Given task
Starting at the line with "Reviewer note: confirm that every instance of the wooden pole", transcribe each line through the final one, both included, and add nothing.

Data excerpts
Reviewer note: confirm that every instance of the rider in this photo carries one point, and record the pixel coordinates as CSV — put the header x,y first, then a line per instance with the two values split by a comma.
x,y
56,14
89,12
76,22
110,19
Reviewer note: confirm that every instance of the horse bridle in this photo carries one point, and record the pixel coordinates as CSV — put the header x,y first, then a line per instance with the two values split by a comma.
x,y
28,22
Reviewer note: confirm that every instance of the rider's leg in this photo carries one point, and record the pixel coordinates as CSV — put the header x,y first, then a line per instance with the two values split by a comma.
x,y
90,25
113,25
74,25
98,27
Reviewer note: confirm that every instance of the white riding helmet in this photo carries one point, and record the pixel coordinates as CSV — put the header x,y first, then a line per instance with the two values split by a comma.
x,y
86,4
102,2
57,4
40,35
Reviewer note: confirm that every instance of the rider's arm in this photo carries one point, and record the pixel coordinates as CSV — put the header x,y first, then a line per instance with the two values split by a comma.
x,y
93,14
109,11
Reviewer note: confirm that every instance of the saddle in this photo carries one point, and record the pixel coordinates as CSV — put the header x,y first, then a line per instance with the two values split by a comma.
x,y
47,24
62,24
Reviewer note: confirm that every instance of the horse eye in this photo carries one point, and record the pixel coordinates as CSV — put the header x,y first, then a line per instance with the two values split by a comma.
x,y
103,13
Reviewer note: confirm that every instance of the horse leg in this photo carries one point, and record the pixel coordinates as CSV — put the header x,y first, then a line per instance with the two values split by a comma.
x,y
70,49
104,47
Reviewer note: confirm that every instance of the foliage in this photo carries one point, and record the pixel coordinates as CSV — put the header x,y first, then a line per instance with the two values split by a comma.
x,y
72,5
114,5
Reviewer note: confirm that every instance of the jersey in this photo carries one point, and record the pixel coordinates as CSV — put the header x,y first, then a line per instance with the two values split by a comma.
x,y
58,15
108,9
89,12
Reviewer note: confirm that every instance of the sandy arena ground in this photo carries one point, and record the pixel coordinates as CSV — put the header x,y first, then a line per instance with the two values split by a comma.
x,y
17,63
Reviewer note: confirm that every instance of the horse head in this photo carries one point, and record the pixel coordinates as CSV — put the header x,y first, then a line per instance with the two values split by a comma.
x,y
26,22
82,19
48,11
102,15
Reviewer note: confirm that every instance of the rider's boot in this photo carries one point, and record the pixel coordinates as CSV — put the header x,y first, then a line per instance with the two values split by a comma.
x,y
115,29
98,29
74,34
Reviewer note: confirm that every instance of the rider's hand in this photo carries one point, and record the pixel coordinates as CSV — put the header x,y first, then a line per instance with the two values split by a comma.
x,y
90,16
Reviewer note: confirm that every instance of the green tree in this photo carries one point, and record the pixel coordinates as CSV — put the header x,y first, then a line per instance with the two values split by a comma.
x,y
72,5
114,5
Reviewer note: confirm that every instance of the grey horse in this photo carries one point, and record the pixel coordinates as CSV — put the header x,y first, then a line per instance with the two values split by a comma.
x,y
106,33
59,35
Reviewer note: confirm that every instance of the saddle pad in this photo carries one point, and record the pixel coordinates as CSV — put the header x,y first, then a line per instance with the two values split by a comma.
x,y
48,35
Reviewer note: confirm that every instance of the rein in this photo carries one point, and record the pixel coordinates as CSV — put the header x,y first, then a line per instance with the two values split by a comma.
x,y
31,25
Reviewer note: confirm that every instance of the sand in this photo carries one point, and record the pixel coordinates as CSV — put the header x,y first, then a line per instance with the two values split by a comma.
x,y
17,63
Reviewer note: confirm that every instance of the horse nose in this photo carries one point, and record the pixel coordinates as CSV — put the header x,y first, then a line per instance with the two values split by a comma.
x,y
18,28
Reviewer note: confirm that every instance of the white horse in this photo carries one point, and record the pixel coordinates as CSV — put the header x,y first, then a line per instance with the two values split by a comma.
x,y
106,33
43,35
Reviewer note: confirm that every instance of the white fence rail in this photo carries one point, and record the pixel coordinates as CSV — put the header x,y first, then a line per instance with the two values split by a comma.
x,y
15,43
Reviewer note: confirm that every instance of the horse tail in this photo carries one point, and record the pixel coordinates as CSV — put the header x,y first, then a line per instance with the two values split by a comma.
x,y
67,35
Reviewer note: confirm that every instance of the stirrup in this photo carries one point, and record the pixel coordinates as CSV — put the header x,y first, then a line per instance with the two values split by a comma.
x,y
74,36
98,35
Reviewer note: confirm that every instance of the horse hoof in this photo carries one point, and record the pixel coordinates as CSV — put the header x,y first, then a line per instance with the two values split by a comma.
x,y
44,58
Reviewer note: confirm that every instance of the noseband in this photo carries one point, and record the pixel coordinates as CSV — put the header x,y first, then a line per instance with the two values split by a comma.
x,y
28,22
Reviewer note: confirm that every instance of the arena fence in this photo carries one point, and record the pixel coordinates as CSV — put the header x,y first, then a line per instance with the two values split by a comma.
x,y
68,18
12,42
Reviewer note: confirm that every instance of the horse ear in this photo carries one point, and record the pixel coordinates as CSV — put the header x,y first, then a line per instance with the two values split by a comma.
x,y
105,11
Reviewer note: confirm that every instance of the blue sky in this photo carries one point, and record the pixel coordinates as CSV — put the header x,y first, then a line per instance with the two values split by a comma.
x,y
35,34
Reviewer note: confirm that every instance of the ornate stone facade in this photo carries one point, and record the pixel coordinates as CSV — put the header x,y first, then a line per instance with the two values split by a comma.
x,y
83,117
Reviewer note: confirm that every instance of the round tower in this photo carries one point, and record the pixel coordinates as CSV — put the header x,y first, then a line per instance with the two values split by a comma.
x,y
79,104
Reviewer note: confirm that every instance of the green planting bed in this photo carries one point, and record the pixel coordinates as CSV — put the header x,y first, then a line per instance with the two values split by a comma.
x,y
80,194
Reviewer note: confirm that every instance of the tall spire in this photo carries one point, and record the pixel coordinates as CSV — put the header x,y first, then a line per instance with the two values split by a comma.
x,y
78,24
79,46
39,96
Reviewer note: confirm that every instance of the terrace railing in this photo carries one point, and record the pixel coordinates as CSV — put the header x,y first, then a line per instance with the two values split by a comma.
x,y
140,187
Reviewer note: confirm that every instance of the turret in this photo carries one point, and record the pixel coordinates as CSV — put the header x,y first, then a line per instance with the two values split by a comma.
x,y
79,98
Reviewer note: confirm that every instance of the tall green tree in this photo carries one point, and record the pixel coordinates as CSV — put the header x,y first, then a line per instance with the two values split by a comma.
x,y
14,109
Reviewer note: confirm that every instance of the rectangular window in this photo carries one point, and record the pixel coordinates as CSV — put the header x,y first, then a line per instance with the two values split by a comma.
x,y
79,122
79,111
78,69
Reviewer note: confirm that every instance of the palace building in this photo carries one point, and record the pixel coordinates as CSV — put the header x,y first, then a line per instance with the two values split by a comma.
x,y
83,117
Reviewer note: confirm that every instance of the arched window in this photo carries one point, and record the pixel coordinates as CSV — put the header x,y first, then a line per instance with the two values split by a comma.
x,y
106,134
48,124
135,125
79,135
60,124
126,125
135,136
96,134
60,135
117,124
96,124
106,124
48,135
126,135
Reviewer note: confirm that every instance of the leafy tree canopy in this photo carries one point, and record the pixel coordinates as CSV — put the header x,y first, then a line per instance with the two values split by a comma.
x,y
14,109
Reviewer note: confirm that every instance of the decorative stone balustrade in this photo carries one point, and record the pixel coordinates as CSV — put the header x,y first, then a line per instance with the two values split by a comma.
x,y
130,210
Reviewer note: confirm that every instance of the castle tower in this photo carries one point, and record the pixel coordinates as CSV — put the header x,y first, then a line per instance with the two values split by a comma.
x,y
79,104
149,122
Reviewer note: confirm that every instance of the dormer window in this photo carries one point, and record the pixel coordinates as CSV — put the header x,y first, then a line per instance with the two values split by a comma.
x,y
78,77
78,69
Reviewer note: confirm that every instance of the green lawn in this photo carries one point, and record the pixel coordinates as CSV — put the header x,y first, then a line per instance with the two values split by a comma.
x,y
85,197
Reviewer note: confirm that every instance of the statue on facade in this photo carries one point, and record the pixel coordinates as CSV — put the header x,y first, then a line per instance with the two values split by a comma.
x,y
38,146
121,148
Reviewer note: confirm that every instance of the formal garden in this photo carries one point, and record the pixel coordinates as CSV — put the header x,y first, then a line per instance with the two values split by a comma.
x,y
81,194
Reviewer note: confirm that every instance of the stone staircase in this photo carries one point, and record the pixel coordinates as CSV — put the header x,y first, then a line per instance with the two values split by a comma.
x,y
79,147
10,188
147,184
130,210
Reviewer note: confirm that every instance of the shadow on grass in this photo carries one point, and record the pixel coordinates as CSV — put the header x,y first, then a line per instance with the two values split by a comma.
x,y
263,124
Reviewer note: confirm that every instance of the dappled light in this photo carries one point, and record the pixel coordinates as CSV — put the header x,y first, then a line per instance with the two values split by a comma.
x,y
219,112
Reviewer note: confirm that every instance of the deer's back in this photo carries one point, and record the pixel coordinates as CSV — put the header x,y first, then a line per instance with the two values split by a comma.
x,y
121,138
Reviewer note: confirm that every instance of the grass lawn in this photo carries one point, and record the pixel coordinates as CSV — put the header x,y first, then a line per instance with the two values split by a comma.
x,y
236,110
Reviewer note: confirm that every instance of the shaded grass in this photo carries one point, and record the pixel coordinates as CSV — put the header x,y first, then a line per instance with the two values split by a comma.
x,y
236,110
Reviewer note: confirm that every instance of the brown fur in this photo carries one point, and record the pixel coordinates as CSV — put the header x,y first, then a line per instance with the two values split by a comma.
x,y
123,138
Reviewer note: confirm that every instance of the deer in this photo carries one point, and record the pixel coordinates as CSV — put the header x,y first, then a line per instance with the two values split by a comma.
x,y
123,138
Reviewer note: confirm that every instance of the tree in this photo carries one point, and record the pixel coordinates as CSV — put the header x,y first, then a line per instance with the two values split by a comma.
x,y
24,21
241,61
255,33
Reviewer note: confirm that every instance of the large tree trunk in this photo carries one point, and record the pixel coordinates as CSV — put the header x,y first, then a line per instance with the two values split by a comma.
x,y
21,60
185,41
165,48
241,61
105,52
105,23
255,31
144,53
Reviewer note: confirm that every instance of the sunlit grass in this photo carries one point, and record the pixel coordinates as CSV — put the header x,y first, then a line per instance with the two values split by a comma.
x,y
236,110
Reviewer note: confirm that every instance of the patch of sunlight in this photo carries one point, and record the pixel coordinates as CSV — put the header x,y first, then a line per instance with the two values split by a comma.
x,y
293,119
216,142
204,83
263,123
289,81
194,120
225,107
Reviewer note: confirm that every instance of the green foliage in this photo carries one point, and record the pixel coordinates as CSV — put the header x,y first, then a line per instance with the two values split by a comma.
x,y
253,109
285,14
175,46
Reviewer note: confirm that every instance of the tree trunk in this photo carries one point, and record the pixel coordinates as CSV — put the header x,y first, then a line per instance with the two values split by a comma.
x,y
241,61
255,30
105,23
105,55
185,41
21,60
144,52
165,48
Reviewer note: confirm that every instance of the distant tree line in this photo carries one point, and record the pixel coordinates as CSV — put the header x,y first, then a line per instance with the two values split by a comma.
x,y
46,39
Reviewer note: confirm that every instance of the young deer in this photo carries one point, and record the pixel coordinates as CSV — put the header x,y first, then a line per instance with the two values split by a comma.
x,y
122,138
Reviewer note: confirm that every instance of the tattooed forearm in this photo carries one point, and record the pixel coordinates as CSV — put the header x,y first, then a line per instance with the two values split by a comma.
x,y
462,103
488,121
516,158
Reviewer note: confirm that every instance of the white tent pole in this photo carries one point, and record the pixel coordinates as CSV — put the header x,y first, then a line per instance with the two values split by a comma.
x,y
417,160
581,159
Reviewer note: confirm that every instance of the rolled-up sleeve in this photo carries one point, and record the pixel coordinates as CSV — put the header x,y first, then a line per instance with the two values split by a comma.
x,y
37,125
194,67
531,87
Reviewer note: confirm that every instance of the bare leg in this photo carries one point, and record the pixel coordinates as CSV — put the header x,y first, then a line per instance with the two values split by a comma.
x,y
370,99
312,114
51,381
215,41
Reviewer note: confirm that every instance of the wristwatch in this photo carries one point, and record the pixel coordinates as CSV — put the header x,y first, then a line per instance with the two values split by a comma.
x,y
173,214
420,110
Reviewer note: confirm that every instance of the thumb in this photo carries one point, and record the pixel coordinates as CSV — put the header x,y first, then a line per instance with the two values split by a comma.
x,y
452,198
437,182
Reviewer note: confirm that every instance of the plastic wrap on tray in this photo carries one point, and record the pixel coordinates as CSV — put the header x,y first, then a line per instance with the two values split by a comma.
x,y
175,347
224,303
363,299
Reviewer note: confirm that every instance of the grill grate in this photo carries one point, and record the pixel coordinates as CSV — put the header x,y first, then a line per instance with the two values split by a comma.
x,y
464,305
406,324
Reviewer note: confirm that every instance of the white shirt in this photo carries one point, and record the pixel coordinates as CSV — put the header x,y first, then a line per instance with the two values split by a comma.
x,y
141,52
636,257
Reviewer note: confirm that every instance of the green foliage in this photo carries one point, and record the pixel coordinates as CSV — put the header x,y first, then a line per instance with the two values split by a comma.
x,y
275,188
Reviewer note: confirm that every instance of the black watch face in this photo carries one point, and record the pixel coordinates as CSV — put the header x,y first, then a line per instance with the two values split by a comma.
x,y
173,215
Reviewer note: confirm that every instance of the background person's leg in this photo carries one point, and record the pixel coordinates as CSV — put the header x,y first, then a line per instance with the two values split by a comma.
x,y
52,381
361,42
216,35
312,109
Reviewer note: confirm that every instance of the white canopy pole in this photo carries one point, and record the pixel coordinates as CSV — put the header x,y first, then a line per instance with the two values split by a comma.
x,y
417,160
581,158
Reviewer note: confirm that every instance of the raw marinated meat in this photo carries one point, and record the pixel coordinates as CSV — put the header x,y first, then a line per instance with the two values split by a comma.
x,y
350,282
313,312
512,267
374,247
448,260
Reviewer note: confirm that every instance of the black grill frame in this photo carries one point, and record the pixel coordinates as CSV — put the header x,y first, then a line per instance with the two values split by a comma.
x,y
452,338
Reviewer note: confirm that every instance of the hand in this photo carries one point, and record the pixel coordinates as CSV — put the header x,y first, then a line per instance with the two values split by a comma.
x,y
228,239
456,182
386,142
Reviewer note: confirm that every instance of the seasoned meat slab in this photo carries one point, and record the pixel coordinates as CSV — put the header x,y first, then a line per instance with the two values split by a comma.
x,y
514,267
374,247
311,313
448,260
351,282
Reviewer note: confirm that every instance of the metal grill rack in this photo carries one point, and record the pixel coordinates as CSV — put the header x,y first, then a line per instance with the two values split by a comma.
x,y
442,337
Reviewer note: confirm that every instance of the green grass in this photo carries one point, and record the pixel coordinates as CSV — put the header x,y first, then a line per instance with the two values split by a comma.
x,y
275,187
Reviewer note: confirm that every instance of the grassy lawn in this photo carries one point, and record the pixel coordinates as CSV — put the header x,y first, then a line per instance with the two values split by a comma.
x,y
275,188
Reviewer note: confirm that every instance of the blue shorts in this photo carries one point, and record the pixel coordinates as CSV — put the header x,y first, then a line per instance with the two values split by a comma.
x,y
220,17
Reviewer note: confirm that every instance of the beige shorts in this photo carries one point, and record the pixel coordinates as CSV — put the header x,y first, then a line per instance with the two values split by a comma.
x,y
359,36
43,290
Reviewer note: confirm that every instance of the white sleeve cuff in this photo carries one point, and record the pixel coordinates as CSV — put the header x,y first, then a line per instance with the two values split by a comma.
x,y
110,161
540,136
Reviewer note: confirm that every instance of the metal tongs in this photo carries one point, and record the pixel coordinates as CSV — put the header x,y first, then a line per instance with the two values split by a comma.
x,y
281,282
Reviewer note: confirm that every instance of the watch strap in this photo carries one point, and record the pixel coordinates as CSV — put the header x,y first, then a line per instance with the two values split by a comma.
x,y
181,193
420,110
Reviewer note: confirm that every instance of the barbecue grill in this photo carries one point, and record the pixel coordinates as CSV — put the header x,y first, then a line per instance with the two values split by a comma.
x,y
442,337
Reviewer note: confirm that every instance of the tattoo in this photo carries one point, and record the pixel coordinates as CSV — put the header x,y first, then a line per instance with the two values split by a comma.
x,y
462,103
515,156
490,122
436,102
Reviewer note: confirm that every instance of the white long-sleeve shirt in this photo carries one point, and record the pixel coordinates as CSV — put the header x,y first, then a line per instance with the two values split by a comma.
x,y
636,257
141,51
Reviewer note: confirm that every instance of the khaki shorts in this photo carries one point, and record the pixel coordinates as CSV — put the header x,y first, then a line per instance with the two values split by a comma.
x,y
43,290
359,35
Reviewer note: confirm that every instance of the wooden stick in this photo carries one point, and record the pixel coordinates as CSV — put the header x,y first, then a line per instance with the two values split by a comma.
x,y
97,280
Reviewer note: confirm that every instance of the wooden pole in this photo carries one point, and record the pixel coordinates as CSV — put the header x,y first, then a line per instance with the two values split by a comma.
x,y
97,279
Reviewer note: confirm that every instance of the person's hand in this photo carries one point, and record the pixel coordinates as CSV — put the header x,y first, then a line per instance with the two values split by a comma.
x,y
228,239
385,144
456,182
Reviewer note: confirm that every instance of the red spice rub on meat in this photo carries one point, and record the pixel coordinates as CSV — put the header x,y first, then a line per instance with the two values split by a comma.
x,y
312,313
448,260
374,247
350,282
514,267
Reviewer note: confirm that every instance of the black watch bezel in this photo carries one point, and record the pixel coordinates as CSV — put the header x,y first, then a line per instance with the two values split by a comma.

Problem solution
Reviewer note: confirm that every instance of the wooden pole in this photo carries one point, and record the pixel coordinates as CSV — put the header x,y first, then a line per instance with the two values split by a comma.
x,y
97,279
Reviewer note: confirm that every instance of the person's hand in this photo carries one point, and record the pixel coordinates as CSV — put the header x,y first, then a line per instance with the two values split by a comma.
x,y
228,239
385,144
456,182
Reviewer note: confirm that every instance of the red spice rub on meat in this photo carries one point, and record the pixel coordinates as CSV — put the header x,y first, then a line per instance with the two values split by a comma.
x,y
312,313
448,260
374,247
350,282
514,267
Reviewer note: confirm that every instance of the black watch bezel in this photo carries one point, and record the pixel coordinates as CSV — put the header x,y first, then a line per instance with the two values split by a comma.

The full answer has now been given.